*What is required:* Reproduce the listing below verbatim, line for line, but omit the picture.

*Material for this exercise:*
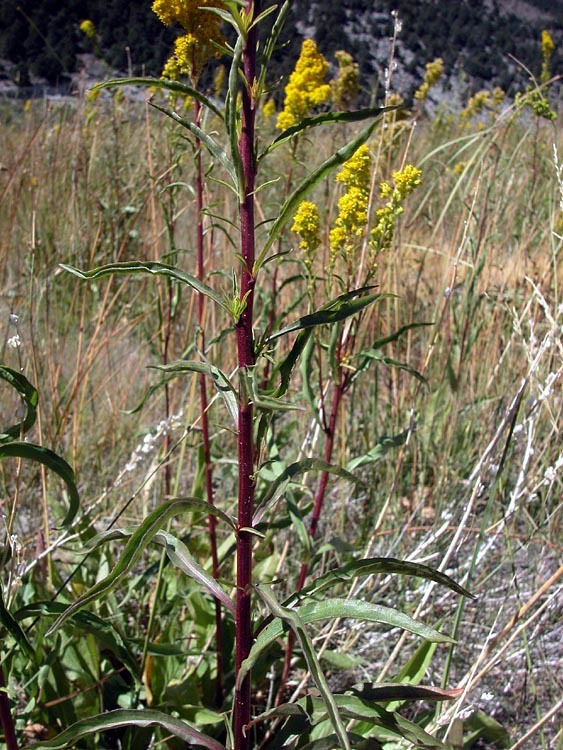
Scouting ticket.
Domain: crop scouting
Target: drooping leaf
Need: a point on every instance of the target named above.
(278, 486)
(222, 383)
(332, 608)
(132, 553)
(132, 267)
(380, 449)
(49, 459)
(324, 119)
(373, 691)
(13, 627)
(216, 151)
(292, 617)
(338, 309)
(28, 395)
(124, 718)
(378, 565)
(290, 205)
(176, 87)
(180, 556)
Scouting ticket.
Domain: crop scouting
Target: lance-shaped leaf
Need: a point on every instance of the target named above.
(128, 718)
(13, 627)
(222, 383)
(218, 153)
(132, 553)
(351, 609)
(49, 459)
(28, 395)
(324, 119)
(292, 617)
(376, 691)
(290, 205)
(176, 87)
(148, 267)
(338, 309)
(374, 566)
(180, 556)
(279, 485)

*Answer for the task:*
Scouting ticket.
Domain: crop scouting
Target: drooping leaf
Need: a point on every instance of the target named above.
(278, 486)
(222, 383)
(332, 608)
(132, 553)
(132, 267)
(380, 449)
(49, 459)
(324, 119)
(373, 691)
(13, 627)
(216, 151)
(292, 617)
(338, 309)
(28, 395)
(124, 718)
(378, 565)
(290, 205)
(176, 87)
(180, 556)
Scouting ticket.
Domain: crop scouting
Target: lance-shaped leaf
Need: a point on every instance of the target named above.
(128, 718)
(13, 627)
(222, 383)
(218, 153)
(132, 553)
(351, 609)
(49, 459)
(28, 395)
(324, 119)
(292, 617)
(376, 691)
(290, 205)
(176, 87)
(148, 267)
(338, 309)
(374, 566)
(180, 556)
(279, 485)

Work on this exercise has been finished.